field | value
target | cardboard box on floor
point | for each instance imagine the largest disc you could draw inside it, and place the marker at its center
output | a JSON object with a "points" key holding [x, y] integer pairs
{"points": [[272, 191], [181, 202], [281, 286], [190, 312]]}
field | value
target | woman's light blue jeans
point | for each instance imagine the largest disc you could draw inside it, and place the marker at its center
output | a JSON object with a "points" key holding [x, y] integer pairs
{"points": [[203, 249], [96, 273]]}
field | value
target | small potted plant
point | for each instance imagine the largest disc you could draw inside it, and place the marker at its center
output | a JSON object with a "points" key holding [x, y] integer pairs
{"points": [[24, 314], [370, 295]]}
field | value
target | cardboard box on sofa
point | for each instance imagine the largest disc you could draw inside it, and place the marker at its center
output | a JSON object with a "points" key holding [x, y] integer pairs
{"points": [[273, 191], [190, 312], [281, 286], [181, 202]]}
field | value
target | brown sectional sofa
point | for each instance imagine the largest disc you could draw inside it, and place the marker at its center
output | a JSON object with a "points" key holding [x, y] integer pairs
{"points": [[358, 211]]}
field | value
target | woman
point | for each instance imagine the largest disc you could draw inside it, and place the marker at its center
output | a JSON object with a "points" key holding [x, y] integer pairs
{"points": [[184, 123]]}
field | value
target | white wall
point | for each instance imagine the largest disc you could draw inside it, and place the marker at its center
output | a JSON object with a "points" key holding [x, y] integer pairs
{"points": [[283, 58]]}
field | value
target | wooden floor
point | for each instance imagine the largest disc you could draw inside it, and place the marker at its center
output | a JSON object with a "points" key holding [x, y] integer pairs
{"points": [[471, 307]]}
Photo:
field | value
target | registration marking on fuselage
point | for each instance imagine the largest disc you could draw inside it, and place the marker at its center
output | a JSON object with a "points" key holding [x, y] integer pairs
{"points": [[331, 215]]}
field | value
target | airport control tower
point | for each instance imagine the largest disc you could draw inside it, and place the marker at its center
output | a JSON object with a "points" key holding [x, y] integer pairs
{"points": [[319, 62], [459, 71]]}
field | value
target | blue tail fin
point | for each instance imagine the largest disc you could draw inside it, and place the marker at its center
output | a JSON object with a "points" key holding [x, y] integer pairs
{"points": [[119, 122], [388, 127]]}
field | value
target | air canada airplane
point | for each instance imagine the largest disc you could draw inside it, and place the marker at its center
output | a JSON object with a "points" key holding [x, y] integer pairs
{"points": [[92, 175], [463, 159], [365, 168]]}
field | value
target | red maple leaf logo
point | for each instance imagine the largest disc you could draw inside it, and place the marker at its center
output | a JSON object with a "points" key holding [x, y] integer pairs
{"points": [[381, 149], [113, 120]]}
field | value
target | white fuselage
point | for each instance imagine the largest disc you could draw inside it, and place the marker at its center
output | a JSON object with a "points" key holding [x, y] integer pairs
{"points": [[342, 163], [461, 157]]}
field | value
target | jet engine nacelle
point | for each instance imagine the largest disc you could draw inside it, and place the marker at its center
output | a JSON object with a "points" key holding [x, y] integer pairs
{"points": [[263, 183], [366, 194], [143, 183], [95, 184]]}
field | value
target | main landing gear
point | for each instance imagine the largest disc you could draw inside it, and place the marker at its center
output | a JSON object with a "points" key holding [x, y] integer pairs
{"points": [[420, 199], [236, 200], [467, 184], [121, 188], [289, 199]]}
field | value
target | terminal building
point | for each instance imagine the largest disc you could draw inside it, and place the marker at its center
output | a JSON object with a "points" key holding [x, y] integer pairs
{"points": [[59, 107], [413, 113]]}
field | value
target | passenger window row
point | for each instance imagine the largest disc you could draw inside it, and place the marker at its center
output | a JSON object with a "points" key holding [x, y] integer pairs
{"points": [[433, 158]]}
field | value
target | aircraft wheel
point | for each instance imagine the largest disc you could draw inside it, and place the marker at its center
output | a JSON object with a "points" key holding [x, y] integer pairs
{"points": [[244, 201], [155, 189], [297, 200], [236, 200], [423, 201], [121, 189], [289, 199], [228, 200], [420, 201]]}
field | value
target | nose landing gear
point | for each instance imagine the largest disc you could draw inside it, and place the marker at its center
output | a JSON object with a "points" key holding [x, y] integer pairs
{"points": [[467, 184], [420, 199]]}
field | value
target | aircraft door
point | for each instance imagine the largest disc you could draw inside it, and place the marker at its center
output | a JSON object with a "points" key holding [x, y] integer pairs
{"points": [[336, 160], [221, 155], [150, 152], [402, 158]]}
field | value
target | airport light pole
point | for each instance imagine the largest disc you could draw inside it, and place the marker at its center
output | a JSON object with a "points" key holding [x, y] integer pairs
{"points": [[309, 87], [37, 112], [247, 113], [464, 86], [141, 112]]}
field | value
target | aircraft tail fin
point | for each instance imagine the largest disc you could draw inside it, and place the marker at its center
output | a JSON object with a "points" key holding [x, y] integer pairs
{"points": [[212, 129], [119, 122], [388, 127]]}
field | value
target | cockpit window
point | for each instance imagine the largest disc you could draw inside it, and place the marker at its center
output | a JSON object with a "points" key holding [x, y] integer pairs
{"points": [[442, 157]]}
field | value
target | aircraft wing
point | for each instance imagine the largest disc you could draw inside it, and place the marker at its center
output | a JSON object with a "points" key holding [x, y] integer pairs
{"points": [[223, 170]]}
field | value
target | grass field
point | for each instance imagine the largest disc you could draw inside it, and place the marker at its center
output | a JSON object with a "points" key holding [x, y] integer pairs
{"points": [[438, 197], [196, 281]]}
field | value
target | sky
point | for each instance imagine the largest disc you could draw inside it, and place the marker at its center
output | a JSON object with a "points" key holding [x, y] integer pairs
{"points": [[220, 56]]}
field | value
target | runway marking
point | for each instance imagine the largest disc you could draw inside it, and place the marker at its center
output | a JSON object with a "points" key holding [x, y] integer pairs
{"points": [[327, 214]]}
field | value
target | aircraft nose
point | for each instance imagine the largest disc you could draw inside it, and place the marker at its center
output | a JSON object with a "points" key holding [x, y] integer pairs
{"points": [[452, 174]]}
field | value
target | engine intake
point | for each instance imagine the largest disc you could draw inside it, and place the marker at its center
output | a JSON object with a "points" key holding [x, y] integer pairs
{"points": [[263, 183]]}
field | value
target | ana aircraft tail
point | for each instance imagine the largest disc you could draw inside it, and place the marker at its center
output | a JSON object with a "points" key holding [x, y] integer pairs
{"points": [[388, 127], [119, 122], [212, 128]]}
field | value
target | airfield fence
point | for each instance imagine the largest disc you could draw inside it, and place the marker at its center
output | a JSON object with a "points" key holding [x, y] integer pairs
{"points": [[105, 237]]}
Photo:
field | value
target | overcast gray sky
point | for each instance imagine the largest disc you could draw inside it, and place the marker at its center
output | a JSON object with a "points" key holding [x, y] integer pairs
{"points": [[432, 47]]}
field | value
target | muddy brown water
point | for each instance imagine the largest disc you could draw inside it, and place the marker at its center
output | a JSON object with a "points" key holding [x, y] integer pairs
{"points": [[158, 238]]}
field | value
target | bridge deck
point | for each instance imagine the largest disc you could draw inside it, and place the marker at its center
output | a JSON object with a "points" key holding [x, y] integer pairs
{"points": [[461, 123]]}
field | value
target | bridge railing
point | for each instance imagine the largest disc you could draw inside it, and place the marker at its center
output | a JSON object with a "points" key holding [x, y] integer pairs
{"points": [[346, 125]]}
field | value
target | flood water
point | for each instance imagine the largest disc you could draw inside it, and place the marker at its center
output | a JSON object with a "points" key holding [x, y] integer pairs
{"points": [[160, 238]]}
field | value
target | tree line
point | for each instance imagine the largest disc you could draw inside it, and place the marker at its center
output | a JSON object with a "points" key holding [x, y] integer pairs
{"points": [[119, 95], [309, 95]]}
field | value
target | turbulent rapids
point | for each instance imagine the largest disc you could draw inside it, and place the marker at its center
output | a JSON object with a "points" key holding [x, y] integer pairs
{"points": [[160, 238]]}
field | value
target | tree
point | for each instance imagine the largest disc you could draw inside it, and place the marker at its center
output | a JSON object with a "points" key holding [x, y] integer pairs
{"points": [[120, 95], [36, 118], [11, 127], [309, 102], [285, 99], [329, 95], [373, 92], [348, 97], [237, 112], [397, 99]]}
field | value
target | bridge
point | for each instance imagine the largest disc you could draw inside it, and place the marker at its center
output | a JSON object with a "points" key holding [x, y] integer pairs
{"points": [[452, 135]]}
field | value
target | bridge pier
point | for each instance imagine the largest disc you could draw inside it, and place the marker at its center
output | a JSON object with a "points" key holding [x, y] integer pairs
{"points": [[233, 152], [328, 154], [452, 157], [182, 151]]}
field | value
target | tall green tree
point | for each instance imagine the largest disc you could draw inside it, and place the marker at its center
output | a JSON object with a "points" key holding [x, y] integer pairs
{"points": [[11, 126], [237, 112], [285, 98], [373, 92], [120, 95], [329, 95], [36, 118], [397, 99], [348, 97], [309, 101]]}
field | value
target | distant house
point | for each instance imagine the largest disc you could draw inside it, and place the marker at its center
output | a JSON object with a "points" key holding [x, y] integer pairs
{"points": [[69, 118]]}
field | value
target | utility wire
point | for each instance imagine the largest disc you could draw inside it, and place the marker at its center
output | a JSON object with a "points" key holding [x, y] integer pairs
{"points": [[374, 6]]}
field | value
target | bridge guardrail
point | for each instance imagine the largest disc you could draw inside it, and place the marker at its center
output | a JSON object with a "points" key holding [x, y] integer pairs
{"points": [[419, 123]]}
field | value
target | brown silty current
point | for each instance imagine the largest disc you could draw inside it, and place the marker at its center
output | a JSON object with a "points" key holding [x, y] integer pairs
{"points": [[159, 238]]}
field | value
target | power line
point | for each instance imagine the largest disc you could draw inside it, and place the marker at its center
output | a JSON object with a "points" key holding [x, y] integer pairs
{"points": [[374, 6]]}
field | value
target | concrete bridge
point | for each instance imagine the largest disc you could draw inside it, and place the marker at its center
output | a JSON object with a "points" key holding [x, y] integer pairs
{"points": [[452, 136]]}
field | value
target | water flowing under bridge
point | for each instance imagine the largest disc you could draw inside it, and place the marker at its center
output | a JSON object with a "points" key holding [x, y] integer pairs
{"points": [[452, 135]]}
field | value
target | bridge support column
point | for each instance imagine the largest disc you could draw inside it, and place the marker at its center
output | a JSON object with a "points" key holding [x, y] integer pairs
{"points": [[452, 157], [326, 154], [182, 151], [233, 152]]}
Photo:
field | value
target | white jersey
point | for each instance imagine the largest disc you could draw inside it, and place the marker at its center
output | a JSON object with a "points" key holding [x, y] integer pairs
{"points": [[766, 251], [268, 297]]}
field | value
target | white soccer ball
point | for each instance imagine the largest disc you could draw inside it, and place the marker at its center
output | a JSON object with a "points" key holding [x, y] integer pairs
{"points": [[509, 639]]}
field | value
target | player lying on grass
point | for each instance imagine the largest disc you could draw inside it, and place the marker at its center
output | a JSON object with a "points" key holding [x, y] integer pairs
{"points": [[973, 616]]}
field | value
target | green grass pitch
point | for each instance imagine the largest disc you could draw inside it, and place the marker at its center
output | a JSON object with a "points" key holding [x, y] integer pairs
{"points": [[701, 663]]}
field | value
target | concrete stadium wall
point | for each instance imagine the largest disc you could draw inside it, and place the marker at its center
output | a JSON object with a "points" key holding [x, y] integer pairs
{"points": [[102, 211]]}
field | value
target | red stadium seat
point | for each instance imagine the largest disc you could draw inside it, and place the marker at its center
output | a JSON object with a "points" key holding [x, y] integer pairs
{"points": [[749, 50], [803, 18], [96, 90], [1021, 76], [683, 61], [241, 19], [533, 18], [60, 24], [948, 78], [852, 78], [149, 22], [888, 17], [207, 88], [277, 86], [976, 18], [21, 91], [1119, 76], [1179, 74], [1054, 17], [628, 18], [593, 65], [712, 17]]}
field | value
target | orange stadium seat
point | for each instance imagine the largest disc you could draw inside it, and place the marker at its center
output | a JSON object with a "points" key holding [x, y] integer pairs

■ GIVEN INSTRUCTION ■
Extract every line of the entries above that contains the word "window", matching case exactly.

■ COMPLETED TASK ■
target | passenger window row
target | cockpit window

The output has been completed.